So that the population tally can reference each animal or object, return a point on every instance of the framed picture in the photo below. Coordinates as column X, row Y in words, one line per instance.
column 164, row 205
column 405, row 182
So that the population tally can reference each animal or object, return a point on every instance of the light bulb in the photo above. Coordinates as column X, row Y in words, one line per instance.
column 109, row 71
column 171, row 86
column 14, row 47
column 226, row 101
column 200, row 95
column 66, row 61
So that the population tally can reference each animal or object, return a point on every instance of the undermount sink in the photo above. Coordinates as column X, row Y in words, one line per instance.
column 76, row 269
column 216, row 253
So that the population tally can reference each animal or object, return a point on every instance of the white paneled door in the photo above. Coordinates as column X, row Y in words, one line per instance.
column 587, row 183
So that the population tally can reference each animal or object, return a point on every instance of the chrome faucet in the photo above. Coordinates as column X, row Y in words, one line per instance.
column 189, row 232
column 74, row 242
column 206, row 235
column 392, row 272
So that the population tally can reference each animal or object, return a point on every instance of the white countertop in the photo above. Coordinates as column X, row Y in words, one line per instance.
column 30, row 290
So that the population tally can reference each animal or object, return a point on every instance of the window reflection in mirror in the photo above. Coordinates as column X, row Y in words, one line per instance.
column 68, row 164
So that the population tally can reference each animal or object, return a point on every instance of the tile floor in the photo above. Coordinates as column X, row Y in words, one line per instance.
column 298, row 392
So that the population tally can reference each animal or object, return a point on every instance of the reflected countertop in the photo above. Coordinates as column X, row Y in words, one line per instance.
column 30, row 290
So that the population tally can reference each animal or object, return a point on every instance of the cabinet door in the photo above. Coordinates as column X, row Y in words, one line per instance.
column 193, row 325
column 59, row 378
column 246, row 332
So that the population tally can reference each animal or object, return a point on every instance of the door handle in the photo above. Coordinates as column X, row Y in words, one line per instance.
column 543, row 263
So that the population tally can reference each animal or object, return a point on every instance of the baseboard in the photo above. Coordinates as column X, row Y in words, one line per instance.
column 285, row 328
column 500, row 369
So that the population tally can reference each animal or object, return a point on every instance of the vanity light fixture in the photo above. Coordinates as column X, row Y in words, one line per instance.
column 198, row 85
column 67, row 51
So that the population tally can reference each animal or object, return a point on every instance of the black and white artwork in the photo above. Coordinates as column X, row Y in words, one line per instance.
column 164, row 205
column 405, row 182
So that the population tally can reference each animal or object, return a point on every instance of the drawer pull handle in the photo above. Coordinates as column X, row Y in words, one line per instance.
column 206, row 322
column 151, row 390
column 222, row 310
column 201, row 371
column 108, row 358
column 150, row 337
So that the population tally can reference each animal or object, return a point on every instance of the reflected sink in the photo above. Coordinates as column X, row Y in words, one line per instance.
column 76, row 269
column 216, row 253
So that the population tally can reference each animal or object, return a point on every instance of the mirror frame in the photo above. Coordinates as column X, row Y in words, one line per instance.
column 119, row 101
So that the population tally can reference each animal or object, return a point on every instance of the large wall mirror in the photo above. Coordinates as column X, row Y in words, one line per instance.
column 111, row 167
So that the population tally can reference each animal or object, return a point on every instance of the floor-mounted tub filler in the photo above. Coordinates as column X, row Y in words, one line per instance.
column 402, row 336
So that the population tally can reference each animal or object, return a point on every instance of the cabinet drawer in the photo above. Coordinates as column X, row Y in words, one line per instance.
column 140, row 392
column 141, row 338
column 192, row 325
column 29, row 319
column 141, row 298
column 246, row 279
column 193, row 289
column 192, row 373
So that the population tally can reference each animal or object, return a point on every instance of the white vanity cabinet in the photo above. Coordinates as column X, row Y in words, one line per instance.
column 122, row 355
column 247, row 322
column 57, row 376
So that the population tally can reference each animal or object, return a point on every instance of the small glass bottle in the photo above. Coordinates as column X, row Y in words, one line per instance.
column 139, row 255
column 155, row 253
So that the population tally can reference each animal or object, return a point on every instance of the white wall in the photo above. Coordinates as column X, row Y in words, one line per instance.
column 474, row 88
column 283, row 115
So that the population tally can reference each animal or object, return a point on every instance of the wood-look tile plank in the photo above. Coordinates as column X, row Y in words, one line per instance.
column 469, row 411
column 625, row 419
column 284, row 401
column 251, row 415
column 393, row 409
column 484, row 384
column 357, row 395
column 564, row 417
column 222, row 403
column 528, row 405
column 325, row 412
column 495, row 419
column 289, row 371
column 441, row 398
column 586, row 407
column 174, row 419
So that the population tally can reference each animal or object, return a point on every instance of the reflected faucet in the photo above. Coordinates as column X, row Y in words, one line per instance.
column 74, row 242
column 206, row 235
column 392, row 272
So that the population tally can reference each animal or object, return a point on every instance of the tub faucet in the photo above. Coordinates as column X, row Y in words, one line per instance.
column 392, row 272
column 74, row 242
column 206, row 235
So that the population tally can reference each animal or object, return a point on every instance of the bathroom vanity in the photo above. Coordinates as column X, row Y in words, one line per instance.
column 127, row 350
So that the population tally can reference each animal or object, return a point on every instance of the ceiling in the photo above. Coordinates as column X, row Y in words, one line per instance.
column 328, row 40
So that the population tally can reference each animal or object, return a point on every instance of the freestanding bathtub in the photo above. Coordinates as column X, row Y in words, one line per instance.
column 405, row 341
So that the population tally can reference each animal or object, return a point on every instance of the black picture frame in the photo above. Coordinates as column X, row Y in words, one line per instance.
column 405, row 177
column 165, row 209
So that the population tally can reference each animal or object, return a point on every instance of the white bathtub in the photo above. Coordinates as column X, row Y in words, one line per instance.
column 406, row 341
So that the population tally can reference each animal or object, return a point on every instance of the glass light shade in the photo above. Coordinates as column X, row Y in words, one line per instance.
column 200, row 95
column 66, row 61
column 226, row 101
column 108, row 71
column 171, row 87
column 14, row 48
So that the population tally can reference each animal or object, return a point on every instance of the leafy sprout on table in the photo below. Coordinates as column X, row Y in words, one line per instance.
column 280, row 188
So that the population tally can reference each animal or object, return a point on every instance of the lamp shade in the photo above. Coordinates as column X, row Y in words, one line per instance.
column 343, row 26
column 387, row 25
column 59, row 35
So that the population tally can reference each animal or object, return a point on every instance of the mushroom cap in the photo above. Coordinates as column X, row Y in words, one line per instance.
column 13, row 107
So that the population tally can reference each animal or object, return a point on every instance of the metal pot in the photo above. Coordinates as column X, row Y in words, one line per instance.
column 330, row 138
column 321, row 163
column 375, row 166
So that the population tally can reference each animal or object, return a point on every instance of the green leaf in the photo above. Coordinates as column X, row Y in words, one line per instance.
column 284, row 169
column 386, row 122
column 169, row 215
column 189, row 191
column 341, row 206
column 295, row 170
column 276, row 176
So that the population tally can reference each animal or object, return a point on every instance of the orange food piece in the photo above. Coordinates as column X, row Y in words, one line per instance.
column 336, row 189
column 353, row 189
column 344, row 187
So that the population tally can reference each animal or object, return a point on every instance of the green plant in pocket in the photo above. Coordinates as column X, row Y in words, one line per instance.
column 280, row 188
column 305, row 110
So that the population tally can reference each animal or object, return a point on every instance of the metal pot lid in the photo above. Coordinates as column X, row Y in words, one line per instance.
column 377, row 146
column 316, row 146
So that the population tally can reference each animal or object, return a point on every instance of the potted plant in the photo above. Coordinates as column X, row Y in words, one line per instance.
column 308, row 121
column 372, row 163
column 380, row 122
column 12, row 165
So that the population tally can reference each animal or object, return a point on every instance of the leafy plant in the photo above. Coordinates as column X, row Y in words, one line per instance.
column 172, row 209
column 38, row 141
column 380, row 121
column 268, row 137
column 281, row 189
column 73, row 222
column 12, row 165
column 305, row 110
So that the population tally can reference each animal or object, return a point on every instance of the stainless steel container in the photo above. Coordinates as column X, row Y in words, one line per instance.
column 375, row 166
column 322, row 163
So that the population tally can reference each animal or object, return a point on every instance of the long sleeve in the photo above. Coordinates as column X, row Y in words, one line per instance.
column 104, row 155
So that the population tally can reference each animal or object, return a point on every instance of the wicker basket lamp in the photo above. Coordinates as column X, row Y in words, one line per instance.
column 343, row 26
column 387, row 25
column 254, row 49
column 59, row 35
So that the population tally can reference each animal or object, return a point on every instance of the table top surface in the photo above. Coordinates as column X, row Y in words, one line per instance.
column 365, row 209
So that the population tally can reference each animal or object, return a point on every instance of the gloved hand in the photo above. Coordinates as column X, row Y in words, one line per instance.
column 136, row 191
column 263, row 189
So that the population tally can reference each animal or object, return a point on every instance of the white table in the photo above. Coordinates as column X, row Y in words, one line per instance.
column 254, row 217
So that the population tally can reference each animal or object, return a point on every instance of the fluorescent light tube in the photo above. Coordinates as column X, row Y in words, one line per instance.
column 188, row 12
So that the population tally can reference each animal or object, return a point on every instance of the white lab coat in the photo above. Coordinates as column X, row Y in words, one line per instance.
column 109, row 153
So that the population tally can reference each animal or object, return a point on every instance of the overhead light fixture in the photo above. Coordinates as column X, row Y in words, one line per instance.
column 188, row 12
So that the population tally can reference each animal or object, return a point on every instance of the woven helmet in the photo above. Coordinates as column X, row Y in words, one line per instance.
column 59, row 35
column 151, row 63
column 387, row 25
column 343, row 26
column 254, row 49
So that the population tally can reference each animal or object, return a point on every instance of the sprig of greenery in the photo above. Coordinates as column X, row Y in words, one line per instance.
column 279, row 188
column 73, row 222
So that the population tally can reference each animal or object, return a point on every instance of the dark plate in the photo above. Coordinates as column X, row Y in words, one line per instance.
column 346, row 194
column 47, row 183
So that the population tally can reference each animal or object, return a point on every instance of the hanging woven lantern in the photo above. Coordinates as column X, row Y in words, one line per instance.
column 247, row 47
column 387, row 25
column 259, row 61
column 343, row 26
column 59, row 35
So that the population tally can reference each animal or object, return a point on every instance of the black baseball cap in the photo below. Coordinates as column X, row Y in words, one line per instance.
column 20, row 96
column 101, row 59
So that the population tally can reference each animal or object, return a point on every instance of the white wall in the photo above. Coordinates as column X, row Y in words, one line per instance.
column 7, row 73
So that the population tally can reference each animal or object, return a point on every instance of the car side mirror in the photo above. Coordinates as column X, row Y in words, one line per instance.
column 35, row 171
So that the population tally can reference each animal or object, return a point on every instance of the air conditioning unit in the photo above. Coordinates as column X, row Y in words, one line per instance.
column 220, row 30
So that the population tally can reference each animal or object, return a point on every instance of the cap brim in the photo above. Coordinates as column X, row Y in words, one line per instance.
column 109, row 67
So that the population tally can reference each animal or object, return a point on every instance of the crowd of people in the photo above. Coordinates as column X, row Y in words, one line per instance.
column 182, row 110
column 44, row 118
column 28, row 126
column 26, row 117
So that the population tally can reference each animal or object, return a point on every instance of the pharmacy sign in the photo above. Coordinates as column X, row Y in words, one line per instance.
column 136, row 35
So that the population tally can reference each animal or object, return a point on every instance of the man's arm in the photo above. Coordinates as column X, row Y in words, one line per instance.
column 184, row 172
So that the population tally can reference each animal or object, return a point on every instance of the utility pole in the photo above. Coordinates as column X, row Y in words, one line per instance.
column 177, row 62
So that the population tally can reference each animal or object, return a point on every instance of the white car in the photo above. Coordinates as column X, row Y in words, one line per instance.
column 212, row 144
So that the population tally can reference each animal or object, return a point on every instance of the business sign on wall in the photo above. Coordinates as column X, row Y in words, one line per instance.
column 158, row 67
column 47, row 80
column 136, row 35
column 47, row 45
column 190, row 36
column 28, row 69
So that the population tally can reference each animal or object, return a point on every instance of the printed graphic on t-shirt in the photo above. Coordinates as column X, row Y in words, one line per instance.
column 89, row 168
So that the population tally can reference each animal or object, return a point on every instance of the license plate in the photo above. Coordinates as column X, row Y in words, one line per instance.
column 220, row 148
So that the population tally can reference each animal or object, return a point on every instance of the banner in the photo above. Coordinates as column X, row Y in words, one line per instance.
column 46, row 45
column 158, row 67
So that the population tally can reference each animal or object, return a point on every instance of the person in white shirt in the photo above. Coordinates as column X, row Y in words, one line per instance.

····················

= EXERCISE GOAL =
Return exactly the lines in the records above, beginning with the one that holds "of the banner" and ending with the last.

= RESULT =
So that the population tally can reference each animal or object, return a point on every instance of the banner in the photo above. Coordinates as column X, row Y in words, one line per instance.
column 46, row 45
column 158, row 67
So that the population tally can reference each animal or object, return a point on every instance of the person in white shirt in the photo above. Coordinates as column X, row Y in words, one line per instance.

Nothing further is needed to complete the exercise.